Restate every line of the material, word for word.
* start *
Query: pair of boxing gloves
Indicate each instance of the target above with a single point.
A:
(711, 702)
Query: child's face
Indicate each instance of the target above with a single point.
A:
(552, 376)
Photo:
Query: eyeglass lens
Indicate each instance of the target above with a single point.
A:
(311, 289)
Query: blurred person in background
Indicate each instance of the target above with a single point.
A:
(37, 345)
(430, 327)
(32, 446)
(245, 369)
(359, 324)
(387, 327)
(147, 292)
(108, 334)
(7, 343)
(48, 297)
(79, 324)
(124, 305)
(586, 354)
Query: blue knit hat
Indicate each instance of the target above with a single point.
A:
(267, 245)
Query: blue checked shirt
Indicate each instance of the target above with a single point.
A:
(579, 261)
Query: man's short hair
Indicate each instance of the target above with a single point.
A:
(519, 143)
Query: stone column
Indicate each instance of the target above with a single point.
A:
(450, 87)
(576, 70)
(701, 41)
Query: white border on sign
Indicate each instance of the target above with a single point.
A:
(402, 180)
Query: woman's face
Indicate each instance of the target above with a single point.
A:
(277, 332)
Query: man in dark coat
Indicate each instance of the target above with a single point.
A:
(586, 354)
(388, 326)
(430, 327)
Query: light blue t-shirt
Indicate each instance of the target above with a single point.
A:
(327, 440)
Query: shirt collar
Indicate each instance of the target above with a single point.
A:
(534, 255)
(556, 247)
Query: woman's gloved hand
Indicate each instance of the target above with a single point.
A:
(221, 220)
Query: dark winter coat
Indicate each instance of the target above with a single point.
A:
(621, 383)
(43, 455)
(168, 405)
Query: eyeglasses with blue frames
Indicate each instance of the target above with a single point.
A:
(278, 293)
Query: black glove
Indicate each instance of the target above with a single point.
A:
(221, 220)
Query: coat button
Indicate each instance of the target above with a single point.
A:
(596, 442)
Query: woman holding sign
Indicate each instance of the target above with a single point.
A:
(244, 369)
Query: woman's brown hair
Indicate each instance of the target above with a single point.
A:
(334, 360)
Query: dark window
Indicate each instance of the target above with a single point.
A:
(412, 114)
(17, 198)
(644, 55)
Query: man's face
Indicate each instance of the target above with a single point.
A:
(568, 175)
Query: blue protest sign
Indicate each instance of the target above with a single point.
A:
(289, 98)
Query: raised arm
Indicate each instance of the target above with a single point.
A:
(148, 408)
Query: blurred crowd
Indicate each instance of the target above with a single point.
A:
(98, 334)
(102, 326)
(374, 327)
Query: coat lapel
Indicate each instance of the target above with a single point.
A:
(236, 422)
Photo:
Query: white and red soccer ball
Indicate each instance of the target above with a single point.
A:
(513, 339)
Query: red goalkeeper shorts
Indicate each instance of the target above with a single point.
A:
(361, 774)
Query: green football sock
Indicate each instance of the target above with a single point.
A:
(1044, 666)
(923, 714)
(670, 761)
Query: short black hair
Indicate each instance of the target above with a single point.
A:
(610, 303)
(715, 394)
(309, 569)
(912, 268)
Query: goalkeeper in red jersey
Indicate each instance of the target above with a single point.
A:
* end *
▸ Result of the exercise
Query: pair of boxing gloves
Indicate each instance of the target above with a single point.
A:
(711, 702)
Query: child's face
Indicate each instance of the target above with a single point.
A:
(552, 376)
Photo:
Query: eyeglass lens
Indicate each instance of the target above with a single point.
A:
(311, 289)
Query: blurred person in background
Indicate each instance of the target above with a single point.
A:
(37, 345)
(430, 327)
(32, 446)
(245, 369)
(359, 324)
(387, 327)
(147, 292)
(108, 334)
(7, 343)
(48, 297)
(79, 324)
(124, 305)
(586, 354)
Query: blue knit hat
Indicate each instance of the target above with a single point.
A:
(267, 245)
Query: blue checked shirt
Indicate each instance of the target above with a single point.
A:
(579, 261)
Query: man's short hair
Indicate each instance of the target above with a single point.
A:
(519, 143)
Query: stone column
Indicate each instance of the target above with a single point.
A:
(450, 87)
(576, 70)
(701, 41)
Query: white border on sign
Indicate each instance of the target above with a single point.
A:
(402, 180)
Query: woman's face
Indicate each instance of the target above with a single point.
A:
(277, 332)
Query: man in dark coat
Indicate each instance of the target above with a single point.
A:
(586, 354)
(388, 326)
(430, 327)
Query: light blue t-shirt
Indicate each instance of the target above with a single point.
A:
(327, 440)
Query: shirt collar
Indicate each instance of the target above with a single point.
A:
(534, 255)
(556, 247)
Query: woman's gloved hand
Indicate each instance of the target above with a single point.
A:
(221, 220)
Query: dark winter coat
Indicate each instance of the target above with a single point.
A:
(621, 383)
(43, 455)
(168, 405)
Query: eyeglasses with blue frames
Indicate each instance of the target above with a single point.
A:
(278, 293)
Query: black glove
Indicate each instance of the target above with a single point.
A:
(221, 220)
Query: coat button
Indicate each instance of the target above with a single point.
A:
(596, 442)
Query: woman holding sign
Indicate each instance of the target above with a single point.
A:
(244, 369)
Query: woman's brown hair
Indicate each instance of the target above with a single point.
A:
(334, 360)
Query: dark window
Indicate each instance of the target above with a single point.
A:
(412, 114)
(17, 198)
(644, 55)
Query: man's face
Indicate each instance of the target above with a single point.
A:
(568, 175)
Query: blue protest sign
Indicate each instance of the target above with a single point.
A:
(289, 98)
Query: raised arm
Indicate each instance of the target above with a single point.
A:
(148, 408)
Query: blurred crowd
Indicate each instance of the target above with a single point.
A:
(98, 334)
(102, 326)
(374, 327)
Query: coat lapel
Indicate each instance of the target above with a single point.
A:
(236, 422)
Photo:
Query: white and red soccer ball
Indicate each instance of the target above with a single point.
A:
(513, 339)
Query: red goalkeeper shorts
Indicate each instance of the target above with a single point.
A:
(361, 774)
Query: green football sock
Indicate each instance of the target above with a single point.
A:
(1044, 666)
(923, 714)
(670, 761)
Query: short black hair
Indicate each instance of the target above with a single point.
A:
(610, 303)
(715, 394)
(309, 569)
(912, 268)
Query: goalkeeper in red jersey
Indicate each instance of the target above with a single point.
A:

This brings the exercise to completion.